■ What this task involves ■
Write out every entry word for word.

■ Exercise inputs ■
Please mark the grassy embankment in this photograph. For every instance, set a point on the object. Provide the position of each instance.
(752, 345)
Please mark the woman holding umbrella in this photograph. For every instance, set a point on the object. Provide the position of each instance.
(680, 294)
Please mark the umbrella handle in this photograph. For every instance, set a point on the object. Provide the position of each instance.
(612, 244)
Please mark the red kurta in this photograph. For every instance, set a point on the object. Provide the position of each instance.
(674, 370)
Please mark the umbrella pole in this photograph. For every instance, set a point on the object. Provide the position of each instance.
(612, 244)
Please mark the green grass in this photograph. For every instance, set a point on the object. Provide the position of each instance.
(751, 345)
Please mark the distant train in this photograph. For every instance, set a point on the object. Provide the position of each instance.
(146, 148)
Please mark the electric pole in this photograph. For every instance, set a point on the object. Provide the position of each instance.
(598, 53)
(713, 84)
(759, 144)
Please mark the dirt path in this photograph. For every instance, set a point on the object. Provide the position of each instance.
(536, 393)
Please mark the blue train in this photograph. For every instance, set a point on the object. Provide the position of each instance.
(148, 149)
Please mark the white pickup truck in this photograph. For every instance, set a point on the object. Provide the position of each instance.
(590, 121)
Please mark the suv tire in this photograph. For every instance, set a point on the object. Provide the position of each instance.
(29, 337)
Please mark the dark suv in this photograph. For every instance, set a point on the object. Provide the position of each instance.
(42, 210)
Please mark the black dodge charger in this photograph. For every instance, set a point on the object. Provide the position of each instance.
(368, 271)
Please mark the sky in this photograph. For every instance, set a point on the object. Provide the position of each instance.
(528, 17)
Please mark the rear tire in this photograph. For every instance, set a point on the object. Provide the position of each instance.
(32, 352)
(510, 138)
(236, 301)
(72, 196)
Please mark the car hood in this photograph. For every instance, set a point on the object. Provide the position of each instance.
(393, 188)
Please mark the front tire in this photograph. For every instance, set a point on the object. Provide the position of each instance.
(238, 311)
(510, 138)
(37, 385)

■ Exercise response ■
Please mark the grassy embankment in this photograph. For every instance, set a point on the object. Provide the position of each instance.
(752, 345)
Please mark the woman holding umbrella in this photograph. For every instance, set a point on the object. Provide the position of each instance.
(680, 294)
Please mark the umbrella handle in this photograph. For every instance, set a point on the object. Provide the position of each instance.
(612, 244)
Please mark the red kurta in this photograph. For every instance, set a point on the object. Provide the position of each instance.
(674, 370)
Please mark the umbrella pole in this photograph. For every instance, set a point on the object. Provide the position of each instance.
(612, 244)
Please mark the green grass in this photograph. For every instance, set a point on the object. Provide the position of each instance.
(751, 345)
Please mark the distant train in this photograph. For every instance, set a point on the object. Provide the position of each instance.
(146, 148)
Please mark the electric pole in this photograph. For every instance, set a point on the object. Provide the position of each instance.
(598, 53)
(713, 84)
(759, 144)
Please mark the dirt path in this photograph. For every instance, set a point on the object. Provide the position of each instance.
(536, 393)
Please mark the blue train in this photograph. For every instance, set a point on the object. Provide the position of each instance.
(148, 149)
Please mark the white pickup truck in this photograph. For every instance, set a point on the object. Provide the position of each instance.
(590, 121)
Please mark the suv tire in this photograph. For every instance, set a point on the object. Provide the position of each instance.
(29, 337)
Please mark the dark suv in this photograph. For every instance, set a point on the object. Provide the position of each instance.
(42, 210)
Please mark the black dodge charger in this photograph. For every instance, set a point on the object. Provide the position of each instance.
(368, 271)
Please mark the sky in this photograph. For every instance, set a point on the object. Provide the position of each instance.
(528, 17)
Please mark the rear tire in this photograph. For every instance, set a point on the object. Provide the position of each instance.
(32, 352)
(510, 138)
(236, 301)
(72, 196)
Please mark the car hood in this photograph. For every instance, set a point on the object. Provide the position of each instance.
(393, 188)
Please mark the front tire in this photograph. For every instance, set a point on the object. Provide the position of each instance.
(238, 311)
(510, 138)
(37, 385)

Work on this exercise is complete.